▶ **Entries provided**:
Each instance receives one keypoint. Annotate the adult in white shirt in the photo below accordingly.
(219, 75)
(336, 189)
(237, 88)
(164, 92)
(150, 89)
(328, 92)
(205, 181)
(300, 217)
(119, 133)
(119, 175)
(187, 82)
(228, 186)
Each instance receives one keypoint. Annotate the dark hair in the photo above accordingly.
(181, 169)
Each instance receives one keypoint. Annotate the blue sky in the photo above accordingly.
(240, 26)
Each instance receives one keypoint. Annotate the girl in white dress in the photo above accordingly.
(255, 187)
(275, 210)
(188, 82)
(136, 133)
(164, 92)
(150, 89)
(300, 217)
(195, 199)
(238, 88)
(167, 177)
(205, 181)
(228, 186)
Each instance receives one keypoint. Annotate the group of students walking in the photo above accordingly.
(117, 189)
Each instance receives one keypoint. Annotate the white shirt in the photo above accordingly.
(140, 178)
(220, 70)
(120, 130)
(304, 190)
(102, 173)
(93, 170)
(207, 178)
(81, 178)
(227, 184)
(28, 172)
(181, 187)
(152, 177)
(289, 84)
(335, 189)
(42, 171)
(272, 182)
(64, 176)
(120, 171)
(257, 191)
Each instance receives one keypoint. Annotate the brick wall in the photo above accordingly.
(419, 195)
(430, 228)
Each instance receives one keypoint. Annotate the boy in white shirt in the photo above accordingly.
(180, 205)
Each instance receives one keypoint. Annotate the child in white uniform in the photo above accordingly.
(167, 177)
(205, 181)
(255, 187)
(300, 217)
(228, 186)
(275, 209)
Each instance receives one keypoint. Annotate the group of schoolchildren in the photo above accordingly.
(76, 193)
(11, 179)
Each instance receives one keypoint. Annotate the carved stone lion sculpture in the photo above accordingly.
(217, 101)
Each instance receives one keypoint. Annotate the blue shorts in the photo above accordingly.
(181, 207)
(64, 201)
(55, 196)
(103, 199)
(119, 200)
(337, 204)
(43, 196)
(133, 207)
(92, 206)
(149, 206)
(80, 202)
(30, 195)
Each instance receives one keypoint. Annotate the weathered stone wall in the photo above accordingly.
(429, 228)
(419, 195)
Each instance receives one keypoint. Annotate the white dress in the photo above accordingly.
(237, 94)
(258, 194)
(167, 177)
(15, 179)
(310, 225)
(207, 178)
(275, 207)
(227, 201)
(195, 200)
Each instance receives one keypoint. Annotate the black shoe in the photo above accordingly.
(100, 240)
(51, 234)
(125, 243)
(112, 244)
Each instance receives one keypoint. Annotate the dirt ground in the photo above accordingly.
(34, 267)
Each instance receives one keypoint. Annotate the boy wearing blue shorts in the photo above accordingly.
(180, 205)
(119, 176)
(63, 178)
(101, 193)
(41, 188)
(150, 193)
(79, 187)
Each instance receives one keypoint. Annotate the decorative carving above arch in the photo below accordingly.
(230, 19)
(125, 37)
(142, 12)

▶ **Given instruction**: Copy out the data above word for word, including every line from start to end.

▶ **Written reply**:
Each instance receives one keypoint. Annotate the adult in white shirt in the photo below accordingly.
(219, 75)
(336, 189)
(237, 88)
(164, 92)
(150, 89)
(328, 92)
(205, 181)
(300, 217)
(119, 133)
(119, 175)
(187, 82)
(228, 186)
Each instance receives one keypoint. Annotate the dark hair in the photo above accordingly.
(181, 169)
Each instance receives one keypoint. Annotate the blue sky in the photo above accordingly.
(240, 26)
Each instance receives one keypoint. Annotate the girl in white dress in the photo above accordingly.
(255, 187)
(275, 210)
(188, 82)
(136, 133)
(164, 92)
(150, 89)
(300, 217)
(195, 199)
(238, 88)
(167, 177)
(205, 181)
(228, 186)
Each instance receives one keypoint. Annotate the group of students walking in the photo above accordingly.
(117, 189)
Each instance receives one keypoint. Annotate the white shirt in the photo above accordingly.
(140, 178)
(220, 70)
(120, 130)
(304, 190)
(102, 173)
(93, 170)
(207, 178)
(81, 178)
(227, 184)
(28, 172)
(181, 187)
(152, 177)
(289, 84)
(335, 189)
(42, 171)
(272, 182)
(64, 176)
(120, 171)
(257, 191)
Each instance receives one keypoint. Annotate the brick wall in the photo above accordingly.
(419, 195)
(430, 228)
Each instance receives one keypoint. Annotate the boy in white shirt in the photo above accordingly.
(180, 205)
Each instance receives one keypoint. Annotate the child in white uniform in the photo above accordingly.
(167, 177)
(205, 181)
(255, 187)
(300, 217)
(228, 186)
(275, 209)
Each instance receives one keypoint. Annotate the group of schoolchildren in the photo above accordingly.
(76, 193)
(11, 179)
Each instance receives one keypoint. Annotate the carved stone lion sculpture in the photo above accordingly.
(217, 101)
Each instance receives one keypoint. Annotate the blue shorts in the photo above accordingly.
(181, 207)
(64, 201)
(55, 196)
(103, 199)
(119, 200)
(337, 204)
(43, 196)
(133, 207)
(92, 206)
(149, 206)
(80, 202)
(30, 195)
Each instance receives one keypoint. Annotate the weathered stone wall in the photo above accordingly.
(429, 228)
(419, 195)
Each instance receives one keypoint. Annotate the white dress in the photo above accordingly.
(237, 94)
(258, 194)
(167, 177)
(15, 179)
(310, 225)
(207, 178)
(275, 207)
(227, 201)
(195, 200)
Each instance receives one keypoint. Annotate the black shoe in the photo above accordingly.
(100, 240)
(51, 234)
(125, 243)
(112, 244)
Each instance receives one keypoint. Annotate the dirt ground in the photo above accordingly.
(34, 267)
Each instance receives one keypoint. Annotate the boy wearing blue shorts in the photo above accordingly.
(180, 205)
(119, 176)
(63, 178)
(101, 193)
(41, 188)
(150, 193)
(79, 187)
Each instance receives one keypoint. Annotate the decorative carving above arch in the photo below accordingly.
(230, 19)
(125, 37)
(142, 12)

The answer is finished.